• ИСХОДНЫЙ ТЕКСТ
________________________________________

Сегодняшний день уже относительно скоро закончится, но я и лечь хочу тоже скоро, потому что за вчерашнюю, временами даже хорошую работу мне весь день пришлось расплачиваться головными болями (кстати, эти головные боли – достижение последних двух месяцев, если вообще не нового, 1913 года) и дурным, лопающимся от кошмаров сном. А хорошо писать хотя бы два вечера подряд мне уже давно не удавалось. Каким же неровным месивом писанины будет этот мой роман! И какая адская, если вообще выполнимая, это будет работа – вдохнуть хотя бы видимость жизни в дохлые его куски! И сколько останется в нем ненастоящего только потому, что вовремя не пришла подмога из глубин…

О моем зяте я Тебе еще напишу, о Максе тоже, о Лёви тоже, мне, в конце концов, совершенно безразлично, о ком писать, лишь бы верить, что каждым написанным словом я прикасаюсь к Тебе, любимая. «Тайная любовь» у нас не идет, зато наш новый кенар прямо сейчас, среди ночи, хоть его и накрывают, вдруг затянул что-то очень печальное.

________________________________________

• ПРЕДОСТАВЛЕННЫЕ ДАННЫЕ
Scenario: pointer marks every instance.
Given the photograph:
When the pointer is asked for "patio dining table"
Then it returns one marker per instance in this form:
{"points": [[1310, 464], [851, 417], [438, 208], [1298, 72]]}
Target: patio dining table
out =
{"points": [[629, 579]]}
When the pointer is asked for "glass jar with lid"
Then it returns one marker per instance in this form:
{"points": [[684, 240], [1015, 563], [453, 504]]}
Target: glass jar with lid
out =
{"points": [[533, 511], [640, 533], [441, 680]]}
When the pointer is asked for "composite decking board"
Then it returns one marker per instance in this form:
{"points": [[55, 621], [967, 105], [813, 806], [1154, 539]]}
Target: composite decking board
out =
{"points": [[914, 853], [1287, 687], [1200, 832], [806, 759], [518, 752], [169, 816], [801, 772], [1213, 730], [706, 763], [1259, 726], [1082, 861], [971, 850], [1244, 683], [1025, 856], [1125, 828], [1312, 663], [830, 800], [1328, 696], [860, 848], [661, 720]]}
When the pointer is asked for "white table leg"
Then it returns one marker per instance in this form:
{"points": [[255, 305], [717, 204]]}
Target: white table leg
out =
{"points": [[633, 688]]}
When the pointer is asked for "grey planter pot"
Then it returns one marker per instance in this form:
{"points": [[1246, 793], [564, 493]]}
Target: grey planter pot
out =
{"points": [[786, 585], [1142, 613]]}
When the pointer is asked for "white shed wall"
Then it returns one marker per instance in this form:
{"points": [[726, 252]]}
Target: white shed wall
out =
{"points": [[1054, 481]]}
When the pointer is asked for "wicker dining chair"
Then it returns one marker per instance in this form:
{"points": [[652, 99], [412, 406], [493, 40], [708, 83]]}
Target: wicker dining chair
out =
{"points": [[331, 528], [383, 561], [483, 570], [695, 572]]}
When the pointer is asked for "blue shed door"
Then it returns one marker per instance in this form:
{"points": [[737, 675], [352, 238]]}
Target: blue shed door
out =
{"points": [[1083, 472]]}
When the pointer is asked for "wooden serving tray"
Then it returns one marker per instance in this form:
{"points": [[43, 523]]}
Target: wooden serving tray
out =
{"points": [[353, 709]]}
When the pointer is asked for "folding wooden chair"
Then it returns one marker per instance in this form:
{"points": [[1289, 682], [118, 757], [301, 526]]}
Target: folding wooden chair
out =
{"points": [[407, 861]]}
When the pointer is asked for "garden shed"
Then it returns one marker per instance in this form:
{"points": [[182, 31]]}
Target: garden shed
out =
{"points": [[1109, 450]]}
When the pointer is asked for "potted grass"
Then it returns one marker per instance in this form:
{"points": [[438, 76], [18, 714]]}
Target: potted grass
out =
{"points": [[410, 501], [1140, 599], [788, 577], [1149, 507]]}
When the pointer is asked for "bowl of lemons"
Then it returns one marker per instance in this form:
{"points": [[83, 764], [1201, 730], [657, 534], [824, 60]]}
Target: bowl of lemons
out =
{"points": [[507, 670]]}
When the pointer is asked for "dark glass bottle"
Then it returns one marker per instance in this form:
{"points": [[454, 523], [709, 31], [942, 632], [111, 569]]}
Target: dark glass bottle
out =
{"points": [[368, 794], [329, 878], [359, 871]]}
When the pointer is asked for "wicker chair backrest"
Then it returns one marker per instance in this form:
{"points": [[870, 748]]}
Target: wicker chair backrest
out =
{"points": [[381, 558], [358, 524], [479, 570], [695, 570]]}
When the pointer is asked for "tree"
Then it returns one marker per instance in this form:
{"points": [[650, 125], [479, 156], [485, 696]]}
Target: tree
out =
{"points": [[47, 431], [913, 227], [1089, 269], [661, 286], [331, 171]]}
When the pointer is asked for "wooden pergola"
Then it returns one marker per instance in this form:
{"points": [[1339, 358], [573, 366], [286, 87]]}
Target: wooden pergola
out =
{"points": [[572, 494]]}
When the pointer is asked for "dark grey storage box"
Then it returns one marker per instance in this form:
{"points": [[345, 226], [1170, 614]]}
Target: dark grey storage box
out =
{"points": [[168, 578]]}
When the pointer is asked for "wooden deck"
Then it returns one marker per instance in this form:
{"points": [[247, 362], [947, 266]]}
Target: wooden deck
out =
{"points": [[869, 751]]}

________________________________________

• ЗАДАНИЕ
Перепишите целиком текст о работе над романом, не меняя в нем ни слова.

• ОТВЕТ НА ЗАДАНИЕ
Сегодняшний день уже относительно скоро закончится, но я и лечь хочу тоже скоро, потому что за вчерашнюю, временами даже хорошую работу мне весь день пришлось расплачиваться головными болями (кстати, эти головные боли – достижение последних двух месяцев, если вообще не нового, 1913 года) и дурным, лопающимся от кошмаров сном. А хорошо писать хотя бы два вечера подряд мне уже давно не удавалось. Каким же неровным месивом писанины будет этот мой роман! И какая адская, если вообще выполнимая, это будет работа – вдохнуть хотя бы видимость жизни в дохлые его куски! И сколько останется в нем ненастоящего только потому, что вовремя не пришла подмога из глубин…

О моем зяте я Тебе еще напишу, о Максе тоже, о Лёви тоже, мне, в конце концов, совершенно безразлично, о ком писать, лишь бы верить, что каждым написанным словом я прикасаюсь к Тебе, любимая. «Тайная любовь» у нас не идет, зато наш новый кенар прямо сейчас, среди ночи, хоть его и накрывают, вдруг затянул что-то очень печальное.